PROBLEM: The answer must be every line of the records below that contains the word "blazer", copied out.

Records from a data source
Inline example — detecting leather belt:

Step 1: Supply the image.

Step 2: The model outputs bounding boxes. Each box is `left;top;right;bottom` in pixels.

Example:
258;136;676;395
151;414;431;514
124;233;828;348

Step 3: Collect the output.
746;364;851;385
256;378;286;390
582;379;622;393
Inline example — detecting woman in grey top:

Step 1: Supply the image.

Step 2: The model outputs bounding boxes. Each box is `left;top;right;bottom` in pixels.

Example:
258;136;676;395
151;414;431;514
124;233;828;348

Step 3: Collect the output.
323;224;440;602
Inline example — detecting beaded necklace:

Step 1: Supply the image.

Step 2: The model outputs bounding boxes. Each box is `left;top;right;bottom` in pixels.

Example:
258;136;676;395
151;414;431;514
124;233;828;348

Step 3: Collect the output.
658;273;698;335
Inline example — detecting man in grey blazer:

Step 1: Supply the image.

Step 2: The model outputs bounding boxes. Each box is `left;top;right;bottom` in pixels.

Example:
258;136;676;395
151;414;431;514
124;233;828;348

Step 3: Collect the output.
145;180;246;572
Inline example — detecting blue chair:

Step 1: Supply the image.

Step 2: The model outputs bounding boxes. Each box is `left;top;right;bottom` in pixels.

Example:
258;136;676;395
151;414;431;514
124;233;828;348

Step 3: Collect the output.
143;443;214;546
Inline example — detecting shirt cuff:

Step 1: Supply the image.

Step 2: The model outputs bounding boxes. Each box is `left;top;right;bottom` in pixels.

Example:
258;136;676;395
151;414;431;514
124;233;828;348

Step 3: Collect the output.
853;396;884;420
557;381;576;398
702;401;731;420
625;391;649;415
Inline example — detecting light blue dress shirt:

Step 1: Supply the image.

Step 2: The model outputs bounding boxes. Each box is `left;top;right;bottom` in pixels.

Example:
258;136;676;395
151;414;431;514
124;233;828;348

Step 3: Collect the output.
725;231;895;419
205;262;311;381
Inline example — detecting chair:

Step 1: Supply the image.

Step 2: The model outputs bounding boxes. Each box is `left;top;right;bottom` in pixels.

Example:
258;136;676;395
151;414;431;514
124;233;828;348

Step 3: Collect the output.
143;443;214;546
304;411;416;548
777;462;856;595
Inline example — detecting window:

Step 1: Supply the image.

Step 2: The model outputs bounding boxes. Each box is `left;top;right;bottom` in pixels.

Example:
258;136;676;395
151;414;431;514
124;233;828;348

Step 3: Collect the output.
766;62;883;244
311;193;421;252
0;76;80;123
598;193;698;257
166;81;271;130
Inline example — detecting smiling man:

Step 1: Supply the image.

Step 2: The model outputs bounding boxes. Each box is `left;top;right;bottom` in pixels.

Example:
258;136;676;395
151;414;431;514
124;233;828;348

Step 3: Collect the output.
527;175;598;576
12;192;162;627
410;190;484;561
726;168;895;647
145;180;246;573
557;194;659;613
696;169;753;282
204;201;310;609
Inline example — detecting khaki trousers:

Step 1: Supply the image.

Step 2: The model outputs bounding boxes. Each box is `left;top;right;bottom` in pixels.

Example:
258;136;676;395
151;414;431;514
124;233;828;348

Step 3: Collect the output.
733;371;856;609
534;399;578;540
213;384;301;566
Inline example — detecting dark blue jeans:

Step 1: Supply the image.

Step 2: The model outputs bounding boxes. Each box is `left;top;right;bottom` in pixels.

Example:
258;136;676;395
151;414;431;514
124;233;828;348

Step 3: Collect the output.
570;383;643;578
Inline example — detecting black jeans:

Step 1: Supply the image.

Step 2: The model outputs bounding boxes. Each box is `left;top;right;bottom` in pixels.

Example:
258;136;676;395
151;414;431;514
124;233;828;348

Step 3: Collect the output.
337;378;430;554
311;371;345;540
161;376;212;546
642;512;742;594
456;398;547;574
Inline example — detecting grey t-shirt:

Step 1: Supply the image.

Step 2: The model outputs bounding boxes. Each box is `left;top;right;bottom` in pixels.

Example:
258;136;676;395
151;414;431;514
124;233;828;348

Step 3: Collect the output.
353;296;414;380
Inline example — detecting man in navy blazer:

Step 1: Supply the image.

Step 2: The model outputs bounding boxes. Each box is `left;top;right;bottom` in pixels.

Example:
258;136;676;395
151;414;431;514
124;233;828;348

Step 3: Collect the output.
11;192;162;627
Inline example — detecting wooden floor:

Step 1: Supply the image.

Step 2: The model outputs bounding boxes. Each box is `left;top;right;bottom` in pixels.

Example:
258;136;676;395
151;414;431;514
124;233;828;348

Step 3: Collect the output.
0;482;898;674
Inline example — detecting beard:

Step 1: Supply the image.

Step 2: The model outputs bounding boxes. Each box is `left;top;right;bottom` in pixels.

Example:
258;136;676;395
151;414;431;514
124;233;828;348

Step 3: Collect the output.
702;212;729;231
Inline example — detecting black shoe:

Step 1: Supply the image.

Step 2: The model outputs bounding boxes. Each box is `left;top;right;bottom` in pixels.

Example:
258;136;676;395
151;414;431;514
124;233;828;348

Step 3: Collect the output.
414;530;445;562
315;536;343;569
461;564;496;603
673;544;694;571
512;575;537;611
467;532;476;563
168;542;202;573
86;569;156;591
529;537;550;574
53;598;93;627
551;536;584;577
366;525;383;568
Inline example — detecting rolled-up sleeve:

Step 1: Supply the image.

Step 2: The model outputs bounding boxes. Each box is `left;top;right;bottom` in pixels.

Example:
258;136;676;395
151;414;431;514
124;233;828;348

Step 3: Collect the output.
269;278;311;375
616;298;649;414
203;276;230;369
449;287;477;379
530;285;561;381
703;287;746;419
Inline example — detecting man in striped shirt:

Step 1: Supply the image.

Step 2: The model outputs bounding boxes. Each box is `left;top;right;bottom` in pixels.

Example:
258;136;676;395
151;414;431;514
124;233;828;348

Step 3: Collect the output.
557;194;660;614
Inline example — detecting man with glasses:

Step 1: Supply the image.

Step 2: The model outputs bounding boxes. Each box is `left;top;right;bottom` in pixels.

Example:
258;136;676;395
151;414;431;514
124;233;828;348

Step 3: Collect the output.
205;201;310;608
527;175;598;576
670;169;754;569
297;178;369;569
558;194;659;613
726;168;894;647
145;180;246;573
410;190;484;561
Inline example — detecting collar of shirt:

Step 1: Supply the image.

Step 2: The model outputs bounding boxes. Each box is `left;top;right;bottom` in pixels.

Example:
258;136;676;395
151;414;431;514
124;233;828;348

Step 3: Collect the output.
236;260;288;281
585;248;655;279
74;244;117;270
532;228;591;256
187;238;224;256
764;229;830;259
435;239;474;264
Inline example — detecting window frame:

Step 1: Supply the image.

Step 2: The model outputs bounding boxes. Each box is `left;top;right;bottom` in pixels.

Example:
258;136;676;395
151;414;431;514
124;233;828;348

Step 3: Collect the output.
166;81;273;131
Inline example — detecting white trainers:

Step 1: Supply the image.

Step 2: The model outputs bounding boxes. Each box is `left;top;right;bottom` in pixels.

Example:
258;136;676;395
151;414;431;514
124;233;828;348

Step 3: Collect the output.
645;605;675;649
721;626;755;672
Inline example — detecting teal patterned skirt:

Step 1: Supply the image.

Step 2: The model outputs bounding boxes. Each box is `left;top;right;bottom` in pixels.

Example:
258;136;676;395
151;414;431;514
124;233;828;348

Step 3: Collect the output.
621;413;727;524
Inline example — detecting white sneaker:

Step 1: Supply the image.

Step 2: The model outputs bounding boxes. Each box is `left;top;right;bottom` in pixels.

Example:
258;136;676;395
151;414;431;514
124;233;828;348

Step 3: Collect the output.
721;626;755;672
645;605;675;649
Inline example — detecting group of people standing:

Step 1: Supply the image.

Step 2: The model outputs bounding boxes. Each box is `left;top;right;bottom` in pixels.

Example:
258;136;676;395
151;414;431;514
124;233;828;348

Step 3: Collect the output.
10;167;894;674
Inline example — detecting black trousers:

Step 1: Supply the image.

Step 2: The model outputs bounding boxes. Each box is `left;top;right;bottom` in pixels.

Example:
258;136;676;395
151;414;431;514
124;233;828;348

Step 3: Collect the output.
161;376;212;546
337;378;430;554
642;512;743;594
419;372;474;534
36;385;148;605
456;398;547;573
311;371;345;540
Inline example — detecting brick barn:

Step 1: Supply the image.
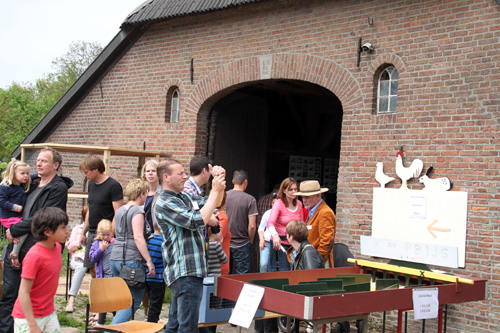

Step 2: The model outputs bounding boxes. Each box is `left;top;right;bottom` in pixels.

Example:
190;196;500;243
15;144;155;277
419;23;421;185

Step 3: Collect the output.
15;0;499;331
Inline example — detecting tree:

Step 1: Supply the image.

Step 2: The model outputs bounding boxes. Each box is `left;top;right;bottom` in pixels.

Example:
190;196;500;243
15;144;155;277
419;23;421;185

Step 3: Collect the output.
0;41;103;161
49;41;103;96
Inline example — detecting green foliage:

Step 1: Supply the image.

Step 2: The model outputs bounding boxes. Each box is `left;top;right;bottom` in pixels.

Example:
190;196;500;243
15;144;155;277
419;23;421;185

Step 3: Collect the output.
0;161;7;177
164;287;172;303
0;41;103;162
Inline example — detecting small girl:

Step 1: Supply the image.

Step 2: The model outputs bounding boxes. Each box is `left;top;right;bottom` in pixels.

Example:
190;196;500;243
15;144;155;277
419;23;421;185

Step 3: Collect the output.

RESPONSE BOX:
Inline example — detecting man in grey blazer:
Inline example — detecting man in navy blazer:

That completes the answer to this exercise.